PROBLEM
Extend the piece on balance exercises below, picking up right after its last sentence.

SUPPLIED TEXT
____________
It’s All About Balance

Need to improve your balance? (The answer is “Yes.” Everyone can use improvement on their balance.) 

Balance is an essential part of our lives, but we don’t really think about it and it’s often taken for granted. For example, did you know that it actually plays a big role in boxing? Without balance, you wouldn’t be able to move your feet quickly and smoothly, with intent. You wouldn’t be able to slip to one side or roll and pivot without almost falling over, and without balance, your punches and movements wouldn’t have much power or fluidity because your feet would be struggling to catch up with your hands.  

Likewise, balance plays a large part in your general health/fitness because good balance will help you from falling, especially as you get older. There’s also a reason why balance is usually part of physical therapy routines; having good balance means that your stability muscles are strong will prevent some injuries. 

To test your balance, try this exercise standing near a wall or something that can keep you up if you need it. Now without touching anything, close your eyes and slowly raise one foot off of the ground. See how long you can keep your balance. 15 seconds is a nice time to aim for. 

Now, let’s go over some simple exercises that you can do to try to improve your balance. 

Heel raises (aka calf raises): Stand with feet shoulder-width apart either facing a wall or table or just something to hold onto. Then lift both heels off of the floor and lower them again with control. If you’re not used to this exercise, I’d say start with 3 sets of 4 reps. Your calf muscles help with stability and balance. 

T-Stand (single leg deadlift without weight): Start standing with feet shoulder-width apart. With control, extend your right leg back behind you while lowering your torso toward the floor. Allow your right hand to lower toward the floor as your torso comes parallel to the floor and touch the floor with your fingertips. Once you touch the floor, slowly come back into standing position again. Do all reps on one leg and then switch to the other. Keep your leg and back straight throughout this exercise. Don’t lock your knees, though. Allow a slight bend. The T-Stand utilizes your core, but it also tests your balance on your feet/legs separately. You can also do single leg deadlifts in this T-Stand position if you want to get more advanced with this.
____________
Rows drawn from a dataset
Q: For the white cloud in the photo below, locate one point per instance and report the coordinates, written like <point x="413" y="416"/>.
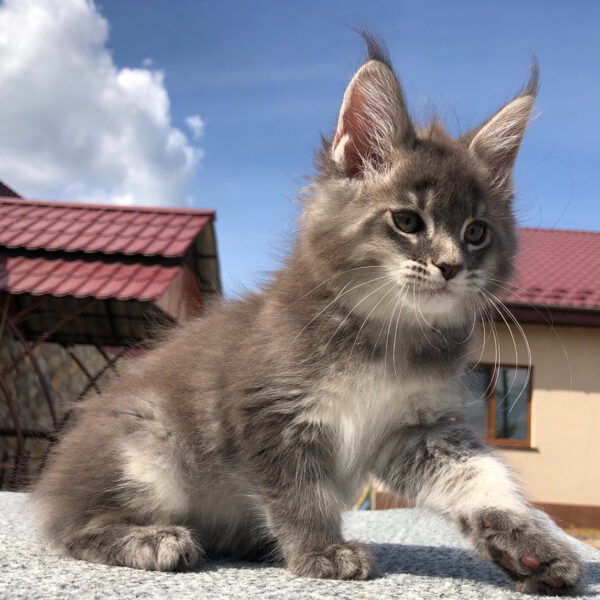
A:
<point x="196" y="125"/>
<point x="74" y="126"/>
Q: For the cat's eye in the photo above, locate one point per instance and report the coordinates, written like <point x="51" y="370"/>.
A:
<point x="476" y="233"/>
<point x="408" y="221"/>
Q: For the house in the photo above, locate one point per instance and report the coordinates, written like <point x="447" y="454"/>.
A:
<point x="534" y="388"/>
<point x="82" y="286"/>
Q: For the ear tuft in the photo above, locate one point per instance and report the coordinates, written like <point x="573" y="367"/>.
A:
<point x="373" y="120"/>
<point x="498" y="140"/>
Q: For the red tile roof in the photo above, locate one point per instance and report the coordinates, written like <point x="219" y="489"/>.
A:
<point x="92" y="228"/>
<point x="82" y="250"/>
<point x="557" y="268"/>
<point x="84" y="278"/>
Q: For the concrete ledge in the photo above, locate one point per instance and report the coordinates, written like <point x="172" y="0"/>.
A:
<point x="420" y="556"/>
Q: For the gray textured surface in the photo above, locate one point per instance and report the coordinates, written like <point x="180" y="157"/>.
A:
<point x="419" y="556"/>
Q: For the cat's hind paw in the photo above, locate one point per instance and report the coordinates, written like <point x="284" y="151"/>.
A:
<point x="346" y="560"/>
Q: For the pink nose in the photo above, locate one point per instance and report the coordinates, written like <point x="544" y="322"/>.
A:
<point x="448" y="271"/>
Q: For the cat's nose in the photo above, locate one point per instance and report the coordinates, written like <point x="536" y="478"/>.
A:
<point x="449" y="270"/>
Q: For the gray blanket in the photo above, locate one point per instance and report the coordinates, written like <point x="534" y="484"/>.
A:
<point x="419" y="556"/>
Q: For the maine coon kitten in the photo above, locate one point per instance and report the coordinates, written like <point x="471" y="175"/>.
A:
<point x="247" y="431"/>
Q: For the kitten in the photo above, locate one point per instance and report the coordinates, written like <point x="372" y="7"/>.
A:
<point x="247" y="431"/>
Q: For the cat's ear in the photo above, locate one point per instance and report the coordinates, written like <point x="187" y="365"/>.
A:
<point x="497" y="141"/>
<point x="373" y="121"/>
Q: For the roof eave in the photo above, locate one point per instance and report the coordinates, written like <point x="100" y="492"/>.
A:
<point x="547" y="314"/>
____________
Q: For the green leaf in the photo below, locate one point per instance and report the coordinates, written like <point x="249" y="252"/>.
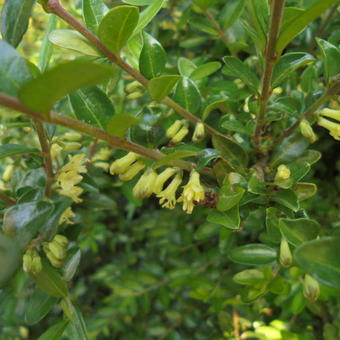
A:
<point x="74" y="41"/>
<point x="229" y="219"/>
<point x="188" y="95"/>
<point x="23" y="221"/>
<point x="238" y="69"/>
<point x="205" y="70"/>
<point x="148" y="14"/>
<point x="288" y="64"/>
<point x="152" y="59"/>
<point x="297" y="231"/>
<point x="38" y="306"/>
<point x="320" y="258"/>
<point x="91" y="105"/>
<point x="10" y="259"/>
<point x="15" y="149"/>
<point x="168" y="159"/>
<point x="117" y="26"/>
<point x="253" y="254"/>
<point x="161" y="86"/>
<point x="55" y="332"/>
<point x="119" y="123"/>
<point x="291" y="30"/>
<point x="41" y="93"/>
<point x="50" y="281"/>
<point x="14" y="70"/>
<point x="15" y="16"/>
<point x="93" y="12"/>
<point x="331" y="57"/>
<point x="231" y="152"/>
____________
FINAL ANSWER
Jump spins with squats: Once again, start with feet shoulder-width apart. Squat down and jump explosively up, turning your body at the same time so that you land facing the opposite direction (180 degrees) and as you land, go down into another squat. This will help you work on balance when in landing in a specific spot. Switch up the direction you turn in as you do your reps.

Rolling side planks: You can do this on your forearms or your hands (in the push-up position). Start with both arms/hands on the floor. Twist to one side into a side plank. Extend the arm and hand that’s on top toward the sky. Stack your feet as well. Hold for 2 seconds and then bring your arm back down, roll your body to the opposite side, and repeat. This will test your ability to balance between movements and shifting weight. 

Tree Stand: Let’s end on a nice simple static exercise that will test your balance all the same. The tree pose is a common yoga exercise. Stand with your feet together, back straight, arms extended above you. Slowly lift one foot up and rest it on the side of your calf or thigh, whatever is comfortable. (You can also use a hand to help lift your foot if needed.) Hold for a few breaths and then switch. 

Balance has a lot to do with being aware of our bodies–also known as proprioception, which is “the perception or awareness of the position and movement of the body.” Some strength + body awareness is what results in good balance. Doing these exercises will help to build up that strength and body awareness. Balance is something that everyone can improve, so try to balance out your workouts with some balance training, too.